## What to work on
Change every occurrence of "tulip stem" in the listing below to "rose stem" and write out the listing again with nothing else altered. Leave out the picture.

## Records for this exercise
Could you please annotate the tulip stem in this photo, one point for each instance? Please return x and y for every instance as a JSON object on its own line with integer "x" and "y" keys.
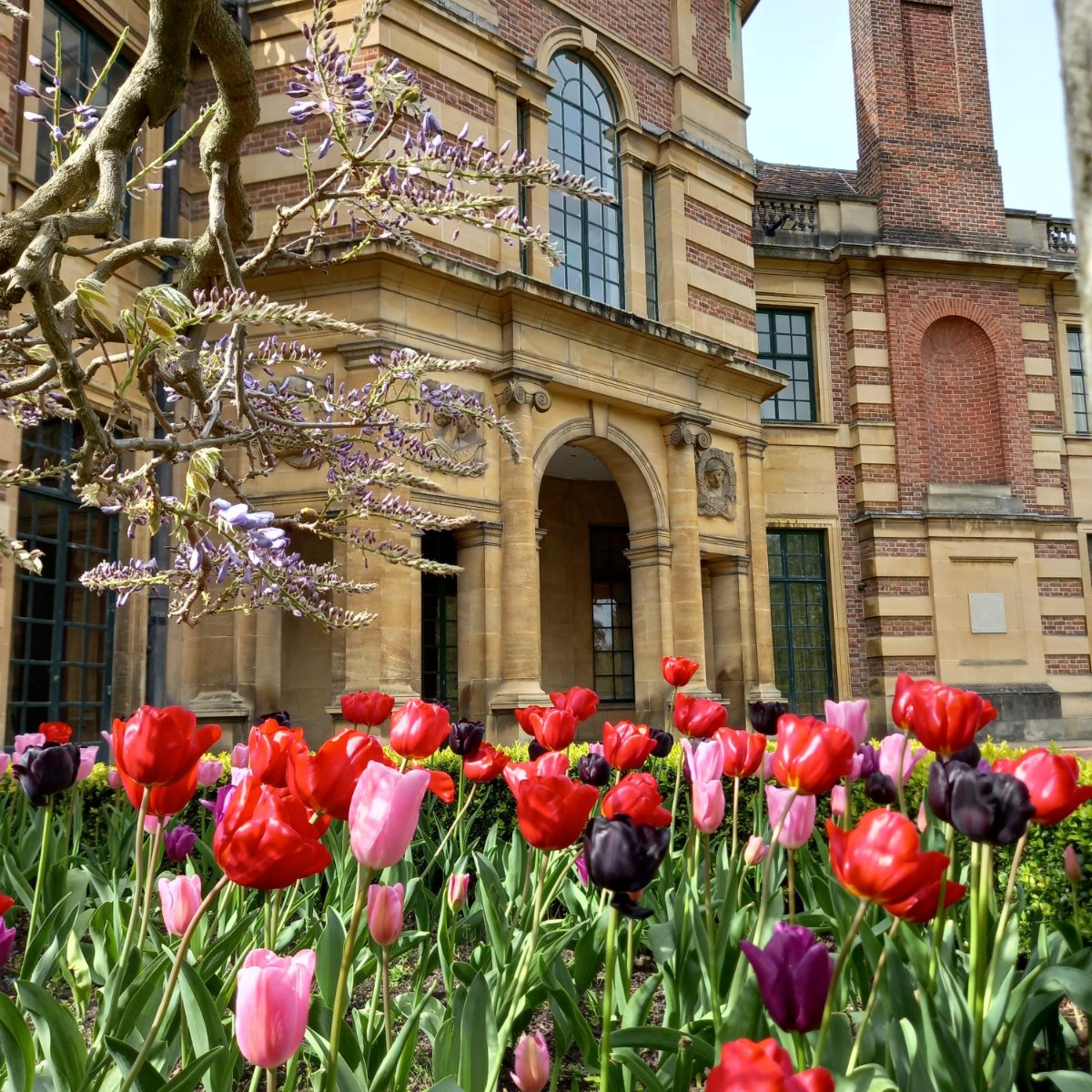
{"x": 607, "y": 1003}
{"x": 338, "y": 1016}
{"x": 873, "y": 995}
{"x": 43, "y": 858}
{"x": 844, "y": 956}
{"x": 168, "y": 992}
{"x": 714, "y": 967}
{"x": 1004, "y": 920}
{"x": 153, "y": 860}
{"x": 938, "y": 925}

## Task response
Could you please annotate the rose stem in this photo, one point for each instance? Please return x and y for every instance as a JSON object on its own line with integer "x" and "y" keys.
{"x": 607, "y": 1003}
{"x": 338, "y": 1016}
{"x": 873, "y": 995}
{"x": 43, "y": 858}
{"x": 844, "y": 956}
{"x": 168, "y": 992}
{"x": 714, "y": 967}
{"x": 1004, "y": 920}
{"x": 153, "y": 860}
{"x": 938, "y": 925}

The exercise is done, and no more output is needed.